■ Task description: The output should consist solely of the lines running from the one that contains "Would you point out the textured" through the end of the records below, copied exactly.

───── Task input

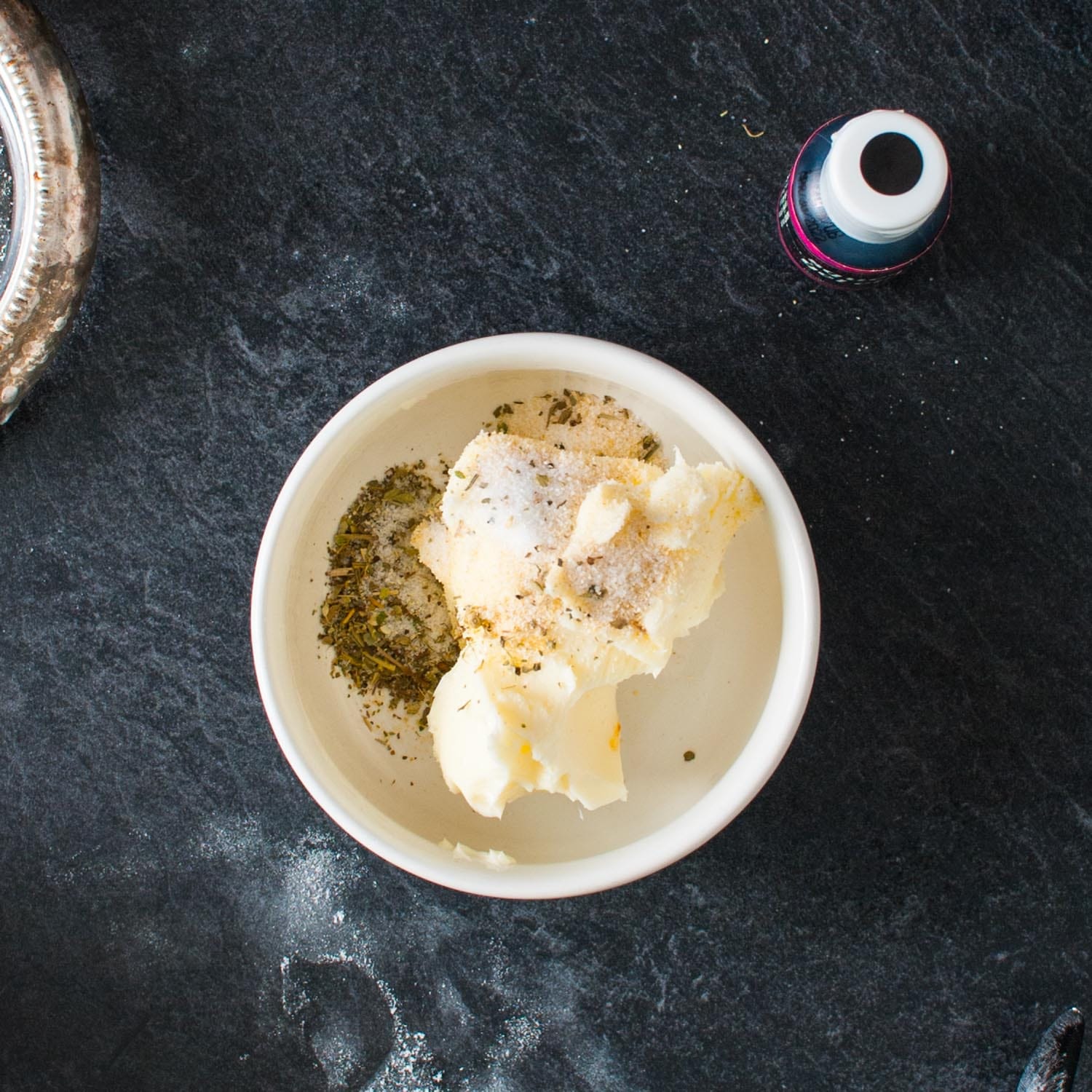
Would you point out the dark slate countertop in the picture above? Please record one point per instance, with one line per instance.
(299, 197)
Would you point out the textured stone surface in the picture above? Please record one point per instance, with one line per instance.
(298, 197)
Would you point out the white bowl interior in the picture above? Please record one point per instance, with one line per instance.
(708, 700)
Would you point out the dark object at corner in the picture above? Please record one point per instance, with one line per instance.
(1053, 1066)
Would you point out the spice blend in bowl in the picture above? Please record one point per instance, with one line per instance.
(700, 740)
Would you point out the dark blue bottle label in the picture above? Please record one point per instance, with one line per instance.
(820, 248)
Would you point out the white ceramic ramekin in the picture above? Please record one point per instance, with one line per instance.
(733, 695)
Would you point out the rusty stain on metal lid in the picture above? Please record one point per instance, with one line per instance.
(50, 203)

──────────

■ Response area:
Would you point out the textured stone surface in the picture above? Please record one point per instance, with one line per instance.
(298, 197)
Would you point out the white bowl interior in the picture above? Please record one point per instance, with one line per instance.
(708, 700)
Would you point out the dark object at corner in the picture above? Please record one point per instance, with one line per instance.
(1053, 1066)
Would you point out the spice blend in bowl in the picture above? Please record one point per instance, with one line per instance.
(700, 740)
Would you point out the dark blue bottle label in the picture above? Please record one point per instance, with one line per instance.
(820, 248)
Would you point out the white ceramic ramekin in the picture above? Please record one point per instance, with one line per instance.
(733, 695)
Would you point out the rusty stain on metal lid in the picture above? Please record one point per instance, with one line per instance.
(50, 203)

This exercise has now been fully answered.